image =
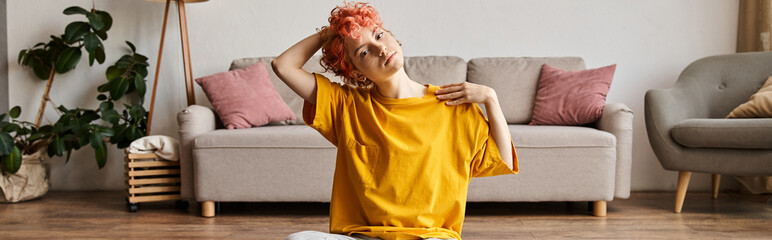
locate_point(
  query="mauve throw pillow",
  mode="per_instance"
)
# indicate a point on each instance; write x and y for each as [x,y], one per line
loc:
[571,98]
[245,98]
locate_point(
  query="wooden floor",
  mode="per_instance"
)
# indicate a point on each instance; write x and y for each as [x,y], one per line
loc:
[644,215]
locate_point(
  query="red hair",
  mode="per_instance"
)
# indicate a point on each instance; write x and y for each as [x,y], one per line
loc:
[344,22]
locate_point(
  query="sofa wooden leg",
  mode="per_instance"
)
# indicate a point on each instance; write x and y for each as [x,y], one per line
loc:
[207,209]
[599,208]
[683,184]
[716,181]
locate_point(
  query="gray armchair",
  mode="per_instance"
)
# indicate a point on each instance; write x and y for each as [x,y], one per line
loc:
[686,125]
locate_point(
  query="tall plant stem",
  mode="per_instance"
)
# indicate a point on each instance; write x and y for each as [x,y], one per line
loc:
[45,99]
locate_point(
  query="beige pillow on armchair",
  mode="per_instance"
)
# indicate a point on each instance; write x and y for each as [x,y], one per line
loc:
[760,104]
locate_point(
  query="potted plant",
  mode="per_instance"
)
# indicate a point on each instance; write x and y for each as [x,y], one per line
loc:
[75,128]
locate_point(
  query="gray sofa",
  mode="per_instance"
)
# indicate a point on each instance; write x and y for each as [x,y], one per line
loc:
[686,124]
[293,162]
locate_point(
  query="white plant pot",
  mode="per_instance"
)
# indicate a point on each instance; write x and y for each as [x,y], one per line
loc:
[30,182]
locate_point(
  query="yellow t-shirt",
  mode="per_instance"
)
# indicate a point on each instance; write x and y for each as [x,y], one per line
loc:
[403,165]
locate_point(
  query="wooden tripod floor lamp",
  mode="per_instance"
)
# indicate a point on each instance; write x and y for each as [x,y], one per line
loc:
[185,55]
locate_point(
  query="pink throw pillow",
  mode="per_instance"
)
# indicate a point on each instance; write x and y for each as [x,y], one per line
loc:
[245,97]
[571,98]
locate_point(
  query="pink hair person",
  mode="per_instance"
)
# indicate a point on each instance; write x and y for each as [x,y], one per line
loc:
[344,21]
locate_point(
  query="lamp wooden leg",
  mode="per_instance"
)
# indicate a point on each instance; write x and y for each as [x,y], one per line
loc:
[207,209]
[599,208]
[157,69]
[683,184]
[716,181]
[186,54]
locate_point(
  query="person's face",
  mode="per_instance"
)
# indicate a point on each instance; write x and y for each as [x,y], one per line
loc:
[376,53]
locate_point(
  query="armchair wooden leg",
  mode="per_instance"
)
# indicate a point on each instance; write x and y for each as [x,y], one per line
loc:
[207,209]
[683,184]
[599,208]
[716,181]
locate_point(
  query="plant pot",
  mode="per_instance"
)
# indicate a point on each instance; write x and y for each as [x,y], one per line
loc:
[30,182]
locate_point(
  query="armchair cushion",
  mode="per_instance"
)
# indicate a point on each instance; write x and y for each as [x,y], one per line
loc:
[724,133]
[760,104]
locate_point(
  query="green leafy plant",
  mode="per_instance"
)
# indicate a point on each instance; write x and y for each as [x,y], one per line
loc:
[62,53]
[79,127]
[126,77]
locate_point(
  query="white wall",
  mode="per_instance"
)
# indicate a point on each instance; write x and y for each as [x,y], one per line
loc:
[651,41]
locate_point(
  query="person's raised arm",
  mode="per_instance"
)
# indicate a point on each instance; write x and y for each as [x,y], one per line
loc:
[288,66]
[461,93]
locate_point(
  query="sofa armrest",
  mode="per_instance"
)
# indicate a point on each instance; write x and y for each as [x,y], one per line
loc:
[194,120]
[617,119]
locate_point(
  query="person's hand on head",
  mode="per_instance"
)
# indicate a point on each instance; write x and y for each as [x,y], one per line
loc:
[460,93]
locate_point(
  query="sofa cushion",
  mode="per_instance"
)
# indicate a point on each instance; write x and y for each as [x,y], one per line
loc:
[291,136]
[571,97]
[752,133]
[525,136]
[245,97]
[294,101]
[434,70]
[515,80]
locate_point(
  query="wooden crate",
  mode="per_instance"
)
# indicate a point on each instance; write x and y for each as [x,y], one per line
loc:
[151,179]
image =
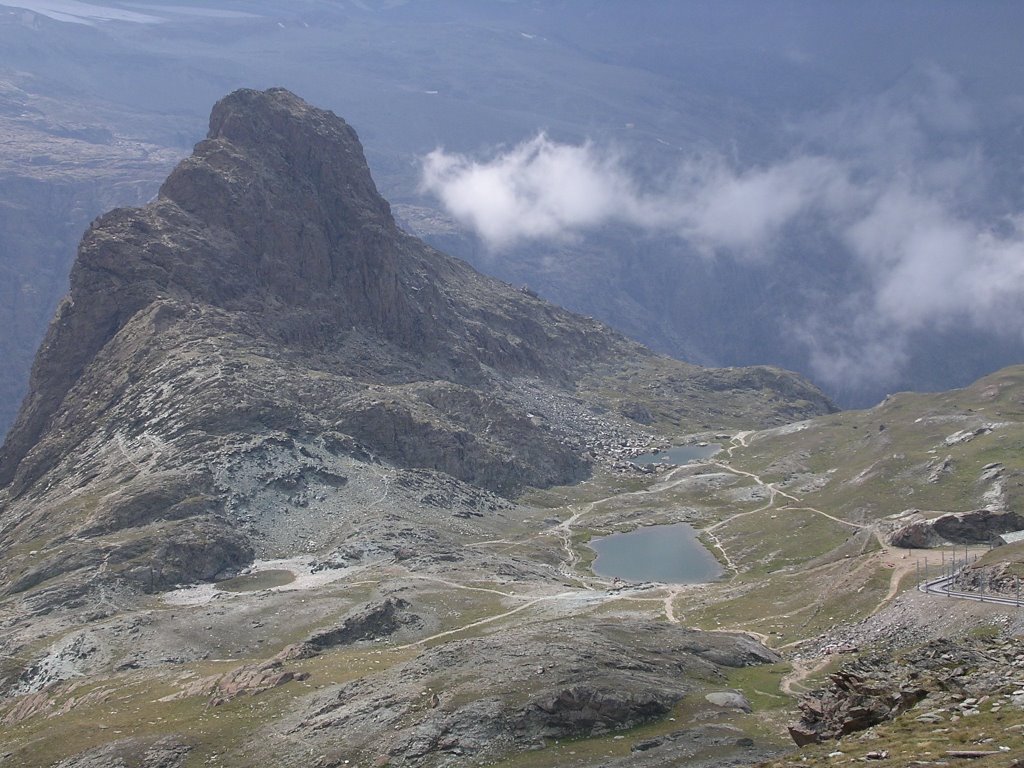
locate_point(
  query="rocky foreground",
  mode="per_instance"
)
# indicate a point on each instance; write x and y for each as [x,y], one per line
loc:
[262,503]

+ + + + + + +

_WHAT TO DO_: Would you restate the records above word for word and exclude the pictures?

_RESPONSE TO THE TASK_:
image =
locate_point(
  query="mauve throw pillow",
  mode="per_instance"
)
# indicate a point on each instance; write x and y for each as [x,y], one per line
loc:
[571,98]
[245,98]
locate_point(
  query="wooden floor",
  mode="per_instance"
)
# indicate a point on each instance; write x and y for each as [x,y], one per line
loc:
[644,215]
locate_point(
  query="red hair",
  mode="per_instance"
)
# indicate a point on each instance; write x and y for each as [x,y], one per line
loc:
[344,22]
locate_point(
  query="sofa wooden leg",
  mode="per_instance"
)
# indicate a point on each instance; write x and y for each as [x,y], one per line
loc:
[207,209]
[599,208]
[683,184]
[716,181]
locate_point(
  query="gray armchair",
  mode="per_instance"
)
# indicate a point on each instance; write x and y for each as [x,y], one per line
loc:
[686,125]
locate_point(
  query="tall plant stem",
  mode="per_instance"
)
# indicate a point on each instance; write x and y for each as [x,y], one per line
loc:
[45,99]
locate_point(
  query="beige pillow on armchair",
  mode="per_instance"
)
# indicate a point on each instance; write x and y for each as [x,y], one per line
loc:
[760,104]
locate_point(
  query="potted plant",
  mode="per_instance"
)
# indicate a point on each instance; write x and y for each as [x,y], one per line
loc:
[75,128]
locate_point(
  query="gray sofa",
  mode="per_instance"
)
# indicate a point on each instance; write x and y for each as [x,y], one per line
loc:
[686,124]
[293,162]
locate_point(
  query="white plant pot",
  mode="per_instance"
)
# indicate a point on each instance; write x and y for each as [x,y], one per line
loc:
[30,182]
locate_point(
  query="yellow t-shirt",
  mode="per_instance"
)
# indicate a point on each instance; write x and y for each as [x,y], one per line
loc:
[403,165]
locate_point(
  query="wooden tripod floor lamp",
  mode="per_instance"
)
# indicate a point on each instance; write x and y for each as [x,y], one per line
loc:
[185,55]
locate_point(
  query="pink throw pillow",
  mode="per_instance"
)
# indicate a point on each instance; write x and y for each as [x,y], one per line
loc:
[245,97]
[571,98]
locate_point(
  query="pink hair person",
  mode="per_instance"
)
# indicate a point on each instance; write x and y for each as [x,y], one per line
loc:
[344,21]
locate_point(
  query="lamp wooden leg",
  mode="per_instance"
)
# indicate a point on each instance; write x and y for each as [x,y], one per line
loc:
[207,209]
[599,208]
[157,69]
[683,184]
[716,181]
[186,54]
locate_point(
  query="person's face",
  mode="per_instance"
)
# indicate a point on each instance; write x and y for each as [x,y], one per line
loc:
[376,53]
locate_point(
  query="armchair wooden leg",
  mode="per_instance"
)
# indicate a point on each instance; write x and y for each as [x,y], one per line
loc:
[207,209]
[683,184]
[599,208]
[716,181]
locate_point(
  query="plant pot",
  mode="per_instance"
)
# indicate a point on each instance; write x and y for each as [x,y], one per line
loc:
[30,182]
locate_point(
  query="armchair cushion",
  mode="per_instance"
)
# indicate a point on each instance; write x and y for each as [x,y], one per line
loc:
[724,133]
[760,104]
locate_point(
  query="green leafy plant",
  mode="per_instance"
)
# indicate a point on each instance; write x and y for each as [x,y], one per line
loc:
[62,53]
[79,127]
[126,77]
locate_point(
  query="white wall",
  mode="per_instance"
)
# indicate a point on each instance; write x and y for each as [x,y], one per line
loc:
[651,41]
locate_point(
  query="person's raised arm",
  mode="per_instance"
)
# indicate a point on each instance; write x and y for each as [x,y], one per line
loc:
[288,66]
[461,93]
locate_point(
  query="sofa armrest",
  mode="per_instance"
)
# indicate a point on each instance; write x and y for each as [x,y], one per line
loc:
[194,120]
[617,119]
locate_point(
  query="person's hand on head",
  mode="per_instance"
)
# indicate a point on each instance; write x and y for each as [x,y], one per line
loc:
[460,93]
locate_point(
  query="sofa cushion",
  mode="per_instance"
)
# indicate a point on each instance; write x and y for each as [x,y], one per line
loc:
[291,136]
[571,97]
[752,133]
[525,136]
[245,97]
[294,101]
[434,70]
[515,80]
locate_point(
  query="wooden crate",
  mode="per_instance"
)
# indicate a point on each instance; write x and y for each as [x,y], one per line
loc:
[151,179]
image =
locate_point(
  query="rocky foreground",
  mode="per_instance"
)
# indicate a point on each instance; write x and y for each as [x,y], one per line
loc:
[262,503]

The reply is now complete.